··· SOURCE DATA
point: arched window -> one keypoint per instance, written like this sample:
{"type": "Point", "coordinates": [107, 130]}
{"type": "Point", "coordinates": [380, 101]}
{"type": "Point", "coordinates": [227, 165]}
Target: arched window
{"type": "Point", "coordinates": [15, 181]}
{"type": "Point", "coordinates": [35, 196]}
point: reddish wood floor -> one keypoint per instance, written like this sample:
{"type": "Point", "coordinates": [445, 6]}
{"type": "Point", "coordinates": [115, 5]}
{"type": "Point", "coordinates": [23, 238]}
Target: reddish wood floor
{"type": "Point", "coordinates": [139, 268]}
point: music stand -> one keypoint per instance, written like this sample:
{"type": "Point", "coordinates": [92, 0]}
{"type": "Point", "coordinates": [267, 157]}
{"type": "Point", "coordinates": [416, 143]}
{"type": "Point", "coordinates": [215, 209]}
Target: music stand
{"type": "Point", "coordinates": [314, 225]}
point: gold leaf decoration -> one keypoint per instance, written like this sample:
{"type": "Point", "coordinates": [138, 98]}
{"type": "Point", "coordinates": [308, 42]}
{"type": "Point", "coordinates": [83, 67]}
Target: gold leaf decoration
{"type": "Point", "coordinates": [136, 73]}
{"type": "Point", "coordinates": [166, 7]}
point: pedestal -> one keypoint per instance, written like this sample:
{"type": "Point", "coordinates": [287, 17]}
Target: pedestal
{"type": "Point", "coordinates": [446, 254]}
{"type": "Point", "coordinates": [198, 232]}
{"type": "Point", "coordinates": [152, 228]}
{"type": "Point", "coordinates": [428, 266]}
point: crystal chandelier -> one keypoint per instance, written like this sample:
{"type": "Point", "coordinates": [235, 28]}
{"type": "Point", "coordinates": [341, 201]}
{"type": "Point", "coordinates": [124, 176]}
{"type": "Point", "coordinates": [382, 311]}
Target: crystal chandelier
······
## REQUIRED WORK
Show all lines in the records above that hold "sample".

## FINISHED TASK
point: arched window -> one keypoint per instance, written like this sample:
point: reddish wood floor -> one keypoint per instance, written like this sample:
point: music stand -> one keypoint per instance, written like this sample:
point: gold leaf decoration -> one keypoint per instance, written like this sample:
point: pedestal -> one keypoint per instance, written like this sample:
point: crystal chandelier -> one keypoint per instance, written like this sample:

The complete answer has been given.